Task instructions:
1. Reproduce the section of the gum health passage that begins with the words "Vitamin C deficiency" and ends after "affect gum health.".
2. Answer each question from the gum health passage.
(a) Which two sex hormones have receptors in gum tissue?
(b) Without enough vitamin C, what can the body no longer maintain in gum tissue?
(c) What may follow the sudden rush of fluid when a dental abscess ruptures?

*** Opening of Page extract ***

A dental abscess is a more serious infection that demands prompt attention. An abscess forms when bacteria invade the tooth pulp or the surrounding gum tissue, creating a pocket of pus. The hallmark symptom is severe, constant, throbbing pain that can radiate to your jawbone, neck, or ear. Other signs include fever, swelling in the face or neck, tender lymph nodes under your jaw, pain when chewing, sensitivity to hot and cold, and a foul taste in your mouth. If the abscess ruptures, you may notice a sudden rush of salty, bad-tasting fluid followed by temporary pain relief. Facial swelling combined with fever, difficulty breathing, or trouble swallowing is an emergency that requires immediate medical care, because the infection may be spreading to deeper tissues.

Hormonal Changes

If you menstruate, are pregnant, or are going through menopause, hormonal shifts can directly affect your gums. Sex hormones like estrogen and progesterone have receptors in gum tissue, which makes the gums a target for hormonal fluctuations. Rising progesterone increases blood flow to the gums and makes blood vessels more permeable, leading to swelling and tenderness. At the same time, it slows the tissue’s ability to repair itself. Estrogen changes reduce the effectiveness of the gum’s protective barrier. Together, these shifts alter the immune response and the balance of bacteria below the gumline, making inflammation more likely even if your oral hygiene hasn’t changed. Many people notice their gums are puffier or more sensitive right before their period, during pregnancy (especially in the second trimester), or during hormonal transitions like puberty and menopause.

Nutritional Deficiencies

Vitamin C deficiency is the classic nutritional cause of gum problems. Without enough vitamin C, the body can’t maintain the collagen that gives gum tissue its structure, leading to swollen, spongy gums that bleed easily. Severe deficiency (scurvy) is rare today, but mild insufficiency is more common than most people realize and can still affect gum health.

Vitamin B12 deficiency can also show up in the mouth, though its signs are a bit different. Common oral symptoms include burning sensations of the tongue, lips, or inner cheeks, recurrent ulcers, redness, and a pale or atrophied look to the tissue inside the mouth. Dentists sometimes spot B12 deficiency before other doctors do, because the oral symptoms can appear before more recognizable signs like fatigue or numbness. If you have persistent mouth sores or gum irritation without an obvious cause, a blood test to check your B12 levels is worth considering.

*** Close of Page extract ***
*** Opening of Supplied information ***

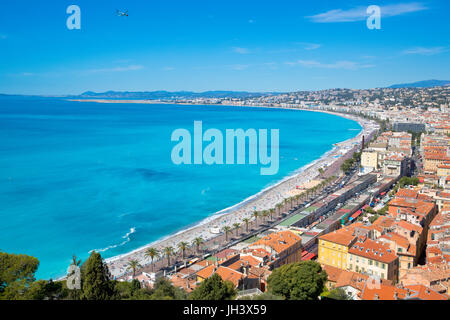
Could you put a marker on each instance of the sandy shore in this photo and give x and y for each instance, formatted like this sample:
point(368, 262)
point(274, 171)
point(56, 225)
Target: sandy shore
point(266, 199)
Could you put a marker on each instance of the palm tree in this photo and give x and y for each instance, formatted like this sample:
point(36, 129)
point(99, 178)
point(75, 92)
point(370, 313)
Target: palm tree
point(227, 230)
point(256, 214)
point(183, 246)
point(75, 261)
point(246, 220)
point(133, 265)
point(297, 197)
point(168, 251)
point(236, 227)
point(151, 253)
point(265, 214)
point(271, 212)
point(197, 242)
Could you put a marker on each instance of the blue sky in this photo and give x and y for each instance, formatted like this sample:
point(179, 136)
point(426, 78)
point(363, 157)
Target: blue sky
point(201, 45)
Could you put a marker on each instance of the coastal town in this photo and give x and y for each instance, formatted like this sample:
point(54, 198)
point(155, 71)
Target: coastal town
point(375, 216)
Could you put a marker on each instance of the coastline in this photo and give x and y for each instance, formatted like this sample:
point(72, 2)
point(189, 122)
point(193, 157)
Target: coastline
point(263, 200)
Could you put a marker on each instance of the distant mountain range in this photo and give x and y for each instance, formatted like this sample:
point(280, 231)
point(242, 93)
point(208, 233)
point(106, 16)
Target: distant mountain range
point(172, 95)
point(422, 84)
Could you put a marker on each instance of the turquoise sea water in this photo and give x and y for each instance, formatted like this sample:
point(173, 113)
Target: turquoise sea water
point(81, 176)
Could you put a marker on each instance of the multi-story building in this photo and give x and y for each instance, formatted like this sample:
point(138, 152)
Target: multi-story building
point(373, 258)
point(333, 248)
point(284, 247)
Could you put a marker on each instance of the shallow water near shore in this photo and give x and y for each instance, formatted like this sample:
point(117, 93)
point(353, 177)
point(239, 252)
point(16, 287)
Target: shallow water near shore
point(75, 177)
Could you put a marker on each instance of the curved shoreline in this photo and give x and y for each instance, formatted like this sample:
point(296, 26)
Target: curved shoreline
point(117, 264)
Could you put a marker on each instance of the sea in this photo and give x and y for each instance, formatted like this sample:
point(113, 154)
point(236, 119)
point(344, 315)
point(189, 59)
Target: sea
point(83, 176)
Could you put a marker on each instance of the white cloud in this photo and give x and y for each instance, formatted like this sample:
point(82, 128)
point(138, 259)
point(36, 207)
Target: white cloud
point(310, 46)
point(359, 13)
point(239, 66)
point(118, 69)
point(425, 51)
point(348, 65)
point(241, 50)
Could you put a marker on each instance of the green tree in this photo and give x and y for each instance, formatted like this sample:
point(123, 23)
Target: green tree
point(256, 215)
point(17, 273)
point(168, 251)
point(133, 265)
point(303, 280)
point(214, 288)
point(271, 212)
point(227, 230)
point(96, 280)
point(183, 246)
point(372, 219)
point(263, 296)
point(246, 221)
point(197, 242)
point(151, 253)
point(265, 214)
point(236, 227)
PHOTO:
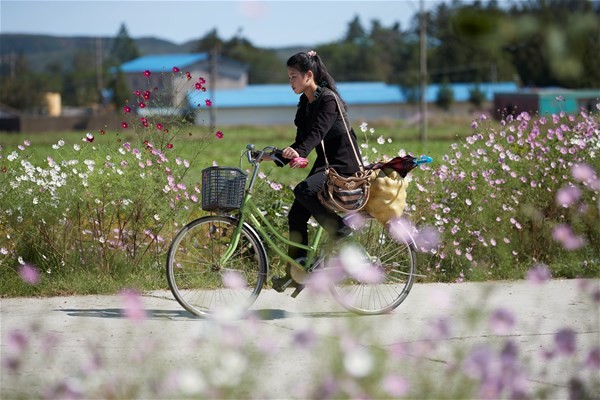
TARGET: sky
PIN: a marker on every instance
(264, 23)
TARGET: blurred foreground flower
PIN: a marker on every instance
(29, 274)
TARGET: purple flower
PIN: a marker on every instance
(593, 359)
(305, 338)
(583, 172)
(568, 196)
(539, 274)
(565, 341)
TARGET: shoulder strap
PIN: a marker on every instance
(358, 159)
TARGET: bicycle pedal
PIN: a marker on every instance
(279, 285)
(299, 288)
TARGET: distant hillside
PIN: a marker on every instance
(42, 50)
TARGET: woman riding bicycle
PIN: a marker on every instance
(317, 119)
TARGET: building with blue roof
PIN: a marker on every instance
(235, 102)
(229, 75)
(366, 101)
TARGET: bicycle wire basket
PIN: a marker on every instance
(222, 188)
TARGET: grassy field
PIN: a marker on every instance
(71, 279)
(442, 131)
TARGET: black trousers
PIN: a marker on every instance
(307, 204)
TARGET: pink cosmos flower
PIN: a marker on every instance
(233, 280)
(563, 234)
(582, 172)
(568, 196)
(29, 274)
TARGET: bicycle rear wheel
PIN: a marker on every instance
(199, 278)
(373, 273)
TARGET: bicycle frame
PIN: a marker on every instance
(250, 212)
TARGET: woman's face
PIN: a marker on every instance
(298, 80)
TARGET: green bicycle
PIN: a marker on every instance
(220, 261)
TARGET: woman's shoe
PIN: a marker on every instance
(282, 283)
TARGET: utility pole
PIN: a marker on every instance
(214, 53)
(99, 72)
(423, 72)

*** Close of Supplied information ***
*** Opening of Supplied information ***

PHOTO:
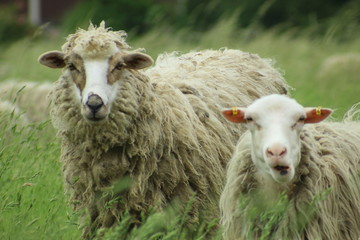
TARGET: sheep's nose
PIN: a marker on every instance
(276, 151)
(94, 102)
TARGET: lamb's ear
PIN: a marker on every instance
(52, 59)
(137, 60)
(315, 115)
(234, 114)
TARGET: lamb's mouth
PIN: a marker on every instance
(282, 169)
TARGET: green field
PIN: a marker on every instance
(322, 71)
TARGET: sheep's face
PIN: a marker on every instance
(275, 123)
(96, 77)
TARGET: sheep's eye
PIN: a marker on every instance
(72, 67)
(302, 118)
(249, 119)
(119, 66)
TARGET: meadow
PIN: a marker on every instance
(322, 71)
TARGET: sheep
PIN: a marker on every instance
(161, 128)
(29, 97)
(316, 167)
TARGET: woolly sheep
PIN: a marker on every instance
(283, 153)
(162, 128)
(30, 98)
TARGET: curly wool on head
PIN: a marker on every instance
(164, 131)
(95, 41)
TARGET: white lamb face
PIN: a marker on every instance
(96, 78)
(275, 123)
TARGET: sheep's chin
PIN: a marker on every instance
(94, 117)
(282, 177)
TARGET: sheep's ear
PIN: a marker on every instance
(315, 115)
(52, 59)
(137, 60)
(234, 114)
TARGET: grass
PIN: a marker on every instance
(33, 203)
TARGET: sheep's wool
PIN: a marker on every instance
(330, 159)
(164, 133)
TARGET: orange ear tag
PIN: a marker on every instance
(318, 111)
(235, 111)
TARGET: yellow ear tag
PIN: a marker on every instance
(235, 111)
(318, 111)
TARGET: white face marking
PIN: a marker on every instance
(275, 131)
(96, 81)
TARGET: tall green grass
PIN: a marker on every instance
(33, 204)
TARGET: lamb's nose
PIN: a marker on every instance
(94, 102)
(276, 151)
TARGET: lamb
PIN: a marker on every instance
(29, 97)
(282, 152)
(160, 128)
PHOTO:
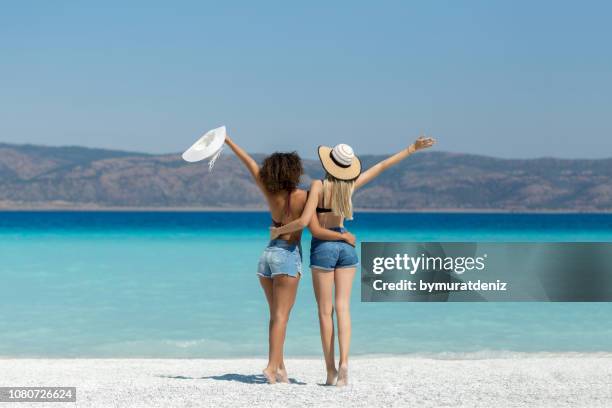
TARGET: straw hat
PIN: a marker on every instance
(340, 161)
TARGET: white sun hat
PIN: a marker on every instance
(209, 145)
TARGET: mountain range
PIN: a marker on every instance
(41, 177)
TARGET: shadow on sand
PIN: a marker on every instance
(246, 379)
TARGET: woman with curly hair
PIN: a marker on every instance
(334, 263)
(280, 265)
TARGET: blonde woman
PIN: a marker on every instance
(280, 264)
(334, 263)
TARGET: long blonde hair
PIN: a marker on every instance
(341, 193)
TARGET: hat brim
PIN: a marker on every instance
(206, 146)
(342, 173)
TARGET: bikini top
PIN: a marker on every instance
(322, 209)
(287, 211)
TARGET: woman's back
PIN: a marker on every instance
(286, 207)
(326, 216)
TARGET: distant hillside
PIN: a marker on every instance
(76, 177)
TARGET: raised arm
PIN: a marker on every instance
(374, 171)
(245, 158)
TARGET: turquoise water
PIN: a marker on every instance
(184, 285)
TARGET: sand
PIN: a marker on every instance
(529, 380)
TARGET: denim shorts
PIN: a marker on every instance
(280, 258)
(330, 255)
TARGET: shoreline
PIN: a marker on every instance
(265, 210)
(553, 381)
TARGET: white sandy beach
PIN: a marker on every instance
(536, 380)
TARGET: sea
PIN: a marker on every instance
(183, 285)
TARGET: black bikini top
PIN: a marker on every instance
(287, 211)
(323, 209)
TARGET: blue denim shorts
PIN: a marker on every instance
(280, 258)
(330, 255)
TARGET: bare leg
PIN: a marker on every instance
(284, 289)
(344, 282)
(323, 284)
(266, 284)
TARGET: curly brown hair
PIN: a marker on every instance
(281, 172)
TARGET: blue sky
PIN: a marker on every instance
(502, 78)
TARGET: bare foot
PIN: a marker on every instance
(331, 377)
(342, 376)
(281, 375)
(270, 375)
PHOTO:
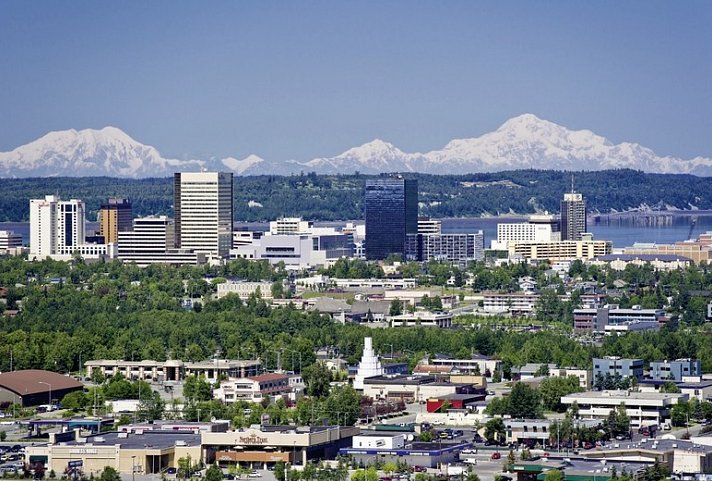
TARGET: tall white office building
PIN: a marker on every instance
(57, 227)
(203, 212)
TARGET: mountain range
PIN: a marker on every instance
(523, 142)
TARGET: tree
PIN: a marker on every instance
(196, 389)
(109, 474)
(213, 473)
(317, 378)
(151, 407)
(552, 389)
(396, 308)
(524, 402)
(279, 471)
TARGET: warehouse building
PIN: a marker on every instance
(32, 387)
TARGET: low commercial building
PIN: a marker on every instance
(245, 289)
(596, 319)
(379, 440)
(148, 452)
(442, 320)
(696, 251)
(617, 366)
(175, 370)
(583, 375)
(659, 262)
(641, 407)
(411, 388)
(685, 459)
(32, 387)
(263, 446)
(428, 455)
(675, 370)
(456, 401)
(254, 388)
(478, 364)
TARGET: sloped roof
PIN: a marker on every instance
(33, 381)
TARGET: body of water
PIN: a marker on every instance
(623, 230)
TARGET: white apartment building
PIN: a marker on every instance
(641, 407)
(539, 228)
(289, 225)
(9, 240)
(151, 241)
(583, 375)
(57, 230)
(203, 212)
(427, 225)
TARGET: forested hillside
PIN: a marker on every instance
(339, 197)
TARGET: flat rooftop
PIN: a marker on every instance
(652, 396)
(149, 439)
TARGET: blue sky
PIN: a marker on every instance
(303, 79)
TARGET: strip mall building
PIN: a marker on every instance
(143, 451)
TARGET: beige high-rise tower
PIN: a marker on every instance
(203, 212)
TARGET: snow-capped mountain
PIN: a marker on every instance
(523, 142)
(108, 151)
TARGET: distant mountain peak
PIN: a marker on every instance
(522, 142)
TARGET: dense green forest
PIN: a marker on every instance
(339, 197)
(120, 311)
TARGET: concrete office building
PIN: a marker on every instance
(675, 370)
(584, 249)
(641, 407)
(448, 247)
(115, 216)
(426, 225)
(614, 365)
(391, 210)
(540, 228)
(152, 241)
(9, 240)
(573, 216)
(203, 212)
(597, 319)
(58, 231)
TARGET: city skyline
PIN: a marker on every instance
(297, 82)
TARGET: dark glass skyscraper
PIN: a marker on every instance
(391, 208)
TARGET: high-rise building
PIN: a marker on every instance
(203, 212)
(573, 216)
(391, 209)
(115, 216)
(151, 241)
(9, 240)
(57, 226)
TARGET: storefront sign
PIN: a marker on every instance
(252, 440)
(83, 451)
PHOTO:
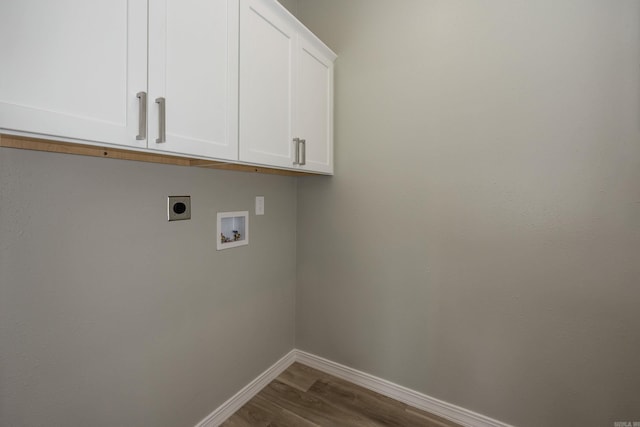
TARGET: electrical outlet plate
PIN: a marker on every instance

*** Close of Supplied information ***

Responses to the tasks:
1.
Vitamin C deficiency is the classic nutritional cause of gum problems. Without enough vitamin C, the body can’t maintain the collagen that gives gum tissue its structure, leading to swollen, spongy gums that bleed easily. Severe deficiency (scurvy) is rare today, but mild insufficiency is more common than most people realize and can still affect gum health.

2.
(a) Estrogen and progesterone
(b) The collagen that gives gum tissue its structure
(c) Temporary pain relief